[Start of section]

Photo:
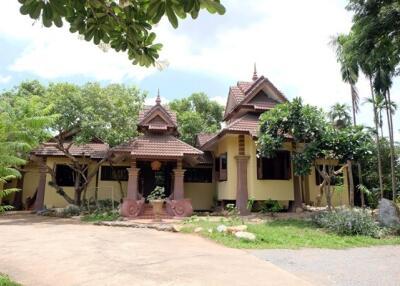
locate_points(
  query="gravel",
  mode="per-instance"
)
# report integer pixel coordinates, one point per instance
(356, 266)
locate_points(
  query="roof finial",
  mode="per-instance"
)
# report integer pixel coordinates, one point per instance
(158, 99)
(255, 76)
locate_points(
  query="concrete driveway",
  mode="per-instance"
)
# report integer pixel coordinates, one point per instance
(366, 266)
(47, 251)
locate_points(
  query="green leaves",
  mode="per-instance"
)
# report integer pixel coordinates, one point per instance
(125, 27)
(313, 136)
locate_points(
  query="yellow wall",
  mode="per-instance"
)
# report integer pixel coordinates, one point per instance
(227, 189)
(340, 197)
(280, 190)
(201, 194)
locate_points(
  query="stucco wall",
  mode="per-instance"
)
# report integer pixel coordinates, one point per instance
(281, 190)
(340, 195)
(227, 189)
(201, 194)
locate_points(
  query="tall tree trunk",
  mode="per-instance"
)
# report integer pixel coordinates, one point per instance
(388, 104)
(351, 182)
(377, 139)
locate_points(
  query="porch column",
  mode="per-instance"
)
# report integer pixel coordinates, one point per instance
(178, 181)
(39, 202)
(242, 194)
(133, 172)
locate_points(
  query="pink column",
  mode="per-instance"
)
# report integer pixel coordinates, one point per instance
(39, 202)
(242, 194)
(178, 181)
(133, 172)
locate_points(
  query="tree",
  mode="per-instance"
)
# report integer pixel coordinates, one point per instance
(376, 33)
(339, 115)
(23, 124)
(196, 114)
(89, 112)
(312, 138)
(123, 25)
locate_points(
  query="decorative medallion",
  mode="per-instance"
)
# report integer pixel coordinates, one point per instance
(155, 165)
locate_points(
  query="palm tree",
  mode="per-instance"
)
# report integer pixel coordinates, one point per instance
(349, 70)
(339, 115)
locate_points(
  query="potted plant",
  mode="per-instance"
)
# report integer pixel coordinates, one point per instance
(156, 199)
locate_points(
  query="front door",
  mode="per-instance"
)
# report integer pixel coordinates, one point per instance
(149, 179)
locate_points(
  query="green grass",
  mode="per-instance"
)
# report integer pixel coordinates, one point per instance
(6, 281)
(95, 217)
(292, 233)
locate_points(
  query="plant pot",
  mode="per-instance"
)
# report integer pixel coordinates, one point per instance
(157, 208)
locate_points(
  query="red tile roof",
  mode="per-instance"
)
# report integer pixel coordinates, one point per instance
(243, 89)
(147, 108)
(204, 137)
(157, 145)
(93, 150)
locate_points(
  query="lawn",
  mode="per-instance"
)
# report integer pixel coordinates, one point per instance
(291, 233)
(6, 281)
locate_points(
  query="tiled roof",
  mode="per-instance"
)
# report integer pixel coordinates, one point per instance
(147, 108)
(247, 123)
(157, 145)
(204, 137)
(93, 150)
(243, 88)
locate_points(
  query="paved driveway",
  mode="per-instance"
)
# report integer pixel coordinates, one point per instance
(355, 267)
(45, 251)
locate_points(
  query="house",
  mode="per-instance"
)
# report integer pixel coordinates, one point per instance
(221, 168)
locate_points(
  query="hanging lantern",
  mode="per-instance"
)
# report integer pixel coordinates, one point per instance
(155, 165)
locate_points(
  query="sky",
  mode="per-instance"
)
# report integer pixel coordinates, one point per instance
(287, 39)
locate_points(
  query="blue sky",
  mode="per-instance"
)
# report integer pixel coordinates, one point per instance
(289, 41)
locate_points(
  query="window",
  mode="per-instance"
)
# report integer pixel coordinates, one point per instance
(276, 168)
(116, 173)
(335, 180)
(223, 164)
(65, 176)
(198, 175)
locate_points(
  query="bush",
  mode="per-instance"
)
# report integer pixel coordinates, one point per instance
(349, 222)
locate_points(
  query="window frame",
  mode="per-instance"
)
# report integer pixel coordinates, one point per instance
(223, 172)
(287, 175)
(208, 180)
(113, 179)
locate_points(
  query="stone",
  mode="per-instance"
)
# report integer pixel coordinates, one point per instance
(176, 228)
(299, 210)
(245, 235)
(233, 229)
(221, 228)
(388, 213)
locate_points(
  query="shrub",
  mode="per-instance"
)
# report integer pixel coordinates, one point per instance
(347, 221)
(270, 206)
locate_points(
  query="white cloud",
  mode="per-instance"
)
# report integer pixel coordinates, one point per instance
(152, 100)
(54, 53)
(5, 79)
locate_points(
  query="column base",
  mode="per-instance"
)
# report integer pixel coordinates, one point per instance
(179, 208)
(132, 208)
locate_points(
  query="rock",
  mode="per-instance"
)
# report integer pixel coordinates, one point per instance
(245, 235)
(388, 214)
(299, 210)
(233, 229)
(176, 228)
(221, 228)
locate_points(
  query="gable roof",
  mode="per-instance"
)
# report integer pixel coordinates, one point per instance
(91, 150)
(243, 92)
(157, 145)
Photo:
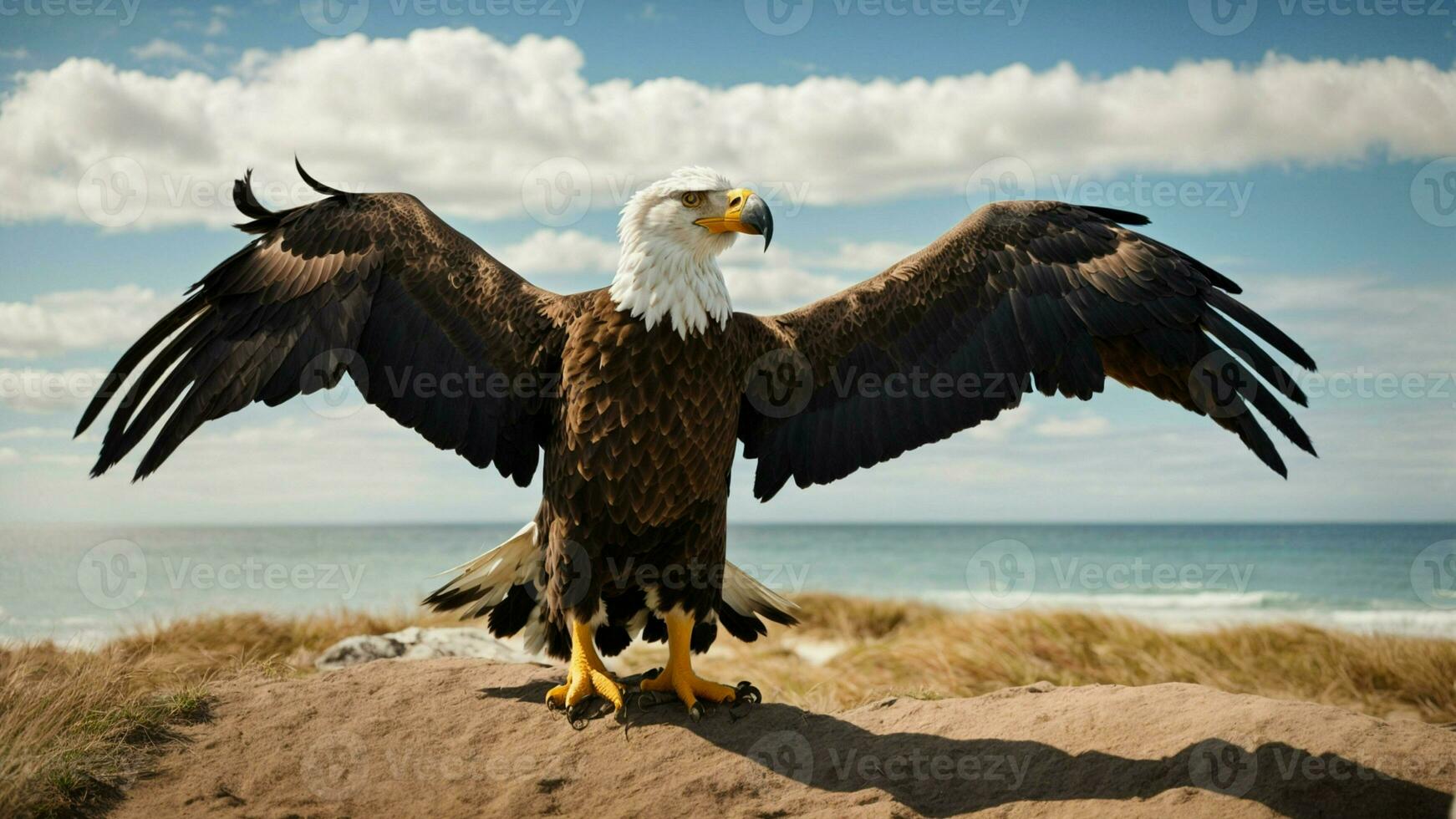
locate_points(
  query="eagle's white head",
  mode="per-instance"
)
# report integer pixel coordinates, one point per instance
(671, 233)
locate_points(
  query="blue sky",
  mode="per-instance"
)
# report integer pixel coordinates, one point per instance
(1296, 150)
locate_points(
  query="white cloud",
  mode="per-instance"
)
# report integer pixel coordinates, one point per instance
(48, 390)
(466, 145)
(1085, 426)
(159, 48)
(74, 320)
(1362, 320)
(35, 434)
(561, 252)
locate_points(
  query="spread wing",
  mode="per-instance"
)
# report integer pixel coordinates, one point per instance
(1018, 296)
(431, 329)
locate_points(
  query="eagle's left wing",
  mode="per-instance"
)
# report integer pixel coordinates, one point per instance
(1020, 294)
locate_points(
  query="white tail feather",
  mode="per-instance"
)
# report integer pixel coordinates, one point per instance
(746, 595)
(514, 562)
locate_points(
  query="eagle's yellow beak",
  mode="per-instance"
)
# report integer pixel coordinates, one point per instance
(746, 213)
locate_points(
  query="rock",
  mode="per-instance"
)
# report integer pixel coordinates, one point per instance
(417, 644)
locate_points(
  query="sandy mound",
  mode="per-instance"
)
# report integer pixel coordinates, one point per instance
(471, 738)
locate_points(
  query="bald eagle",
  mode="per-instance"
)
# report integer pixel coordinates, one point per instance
(638, 393)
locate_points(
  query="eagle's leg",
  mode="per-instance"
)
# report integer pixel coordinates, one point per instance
(586, 674)
(679, 677)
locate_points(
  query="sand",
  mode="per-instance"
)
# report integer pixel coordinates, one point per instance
(471, 738)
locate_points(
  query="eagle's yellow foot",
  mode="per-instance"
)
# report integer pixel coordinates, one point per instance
(680, 679)
(586, 677)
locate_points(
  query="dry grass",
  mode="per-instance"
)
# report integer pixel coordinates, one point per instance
(893, 649)
(78, 726)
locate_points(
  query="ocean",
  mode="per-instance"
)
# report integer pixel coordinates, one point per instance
(82, 585)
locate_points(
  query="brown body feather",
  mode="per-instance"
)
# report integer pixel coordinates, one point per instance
(638, 425)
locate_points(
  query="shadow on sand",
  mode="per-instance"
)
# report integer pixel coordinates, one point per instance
(941, 777)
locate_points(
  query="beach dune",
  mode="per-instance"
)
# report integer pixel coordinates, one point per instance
(469, 738)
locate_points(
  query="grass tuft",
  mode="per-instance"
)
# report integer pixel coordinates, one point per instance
(78, 728)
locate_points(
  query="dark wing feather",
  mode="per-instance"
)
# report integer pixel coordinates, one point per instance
(1020, 296)
(431, 329)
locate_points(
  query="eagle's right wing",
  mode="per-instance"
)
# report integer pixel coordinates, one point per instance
(434, 332)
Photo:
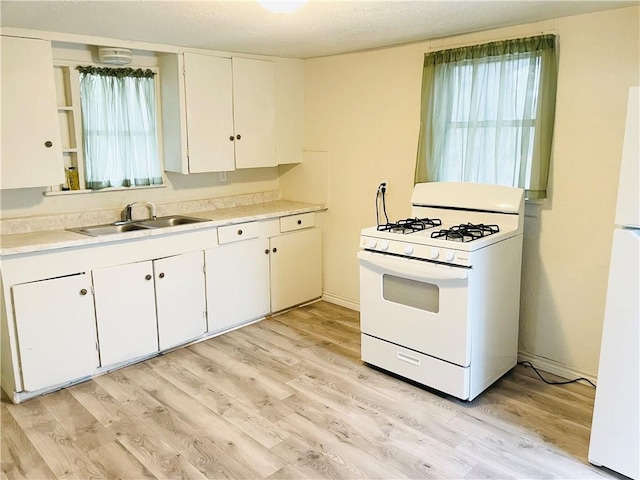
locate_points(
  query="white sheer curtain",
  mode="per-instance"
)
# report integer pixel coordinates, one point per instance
(119, 127)
(488, 116)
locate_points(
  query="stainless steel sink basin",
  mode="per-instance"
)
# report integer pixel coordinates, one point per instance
(109, 229)
(119, 227)
(171, 221)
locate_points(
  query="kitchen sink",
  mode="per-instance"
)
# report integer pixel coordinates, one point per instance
(171, 221)
(108, 229)
(120, 227)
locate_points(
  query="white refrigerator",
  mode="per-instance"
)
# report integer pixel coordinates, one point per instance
(615, 430)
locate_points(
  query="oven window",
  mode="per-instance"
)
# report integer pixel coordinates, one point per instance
(411, 293)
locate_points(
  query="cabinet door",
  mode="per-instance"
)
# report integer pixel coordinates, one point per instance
(180, 298)
(237, 283)
(31, 150)
(296, 268)
(254, 113)
(209, 107)
(125, 312)
(56, 330)
(289, 110)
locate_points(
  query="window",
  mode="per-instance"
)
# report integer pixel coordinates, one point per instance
(119, 127)
(487, 114)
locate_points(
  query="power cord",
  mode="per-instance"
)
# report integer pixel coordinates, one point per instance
(529, 364)
(382, 188)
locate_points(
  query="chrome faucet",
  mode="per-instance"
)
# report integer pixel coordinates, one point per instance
(126, 214)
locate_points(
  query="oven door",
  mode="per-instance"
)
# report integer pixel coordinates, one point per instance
(416, 304)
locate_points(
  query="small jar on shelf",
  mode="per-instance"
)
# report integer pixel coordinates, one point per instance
(73, 181)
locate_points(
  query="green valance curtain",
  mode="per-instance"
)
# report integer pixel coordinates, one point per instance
(487, 114)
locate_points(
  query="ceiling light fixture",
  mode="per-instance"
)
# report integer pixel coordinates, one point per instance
(282, 6)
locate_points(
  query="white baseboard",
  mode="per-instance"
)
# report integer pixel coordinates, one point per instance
(556, 368)
(342, 301)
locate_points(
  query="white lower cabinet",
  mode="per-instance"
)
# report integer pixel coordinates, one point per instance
(237, 282)
(180, 298)
(125, 312)
(296, 268)
(59, 326)
(56, 329)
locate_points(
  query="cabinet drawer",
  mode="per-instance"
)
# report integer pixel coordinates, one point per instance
(238, 232)
(297, 222)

[End of section]

Please go through the data and copy each line containing the word "wall".

Result for this task –
  query="yellow wall",
  query="stucco wall",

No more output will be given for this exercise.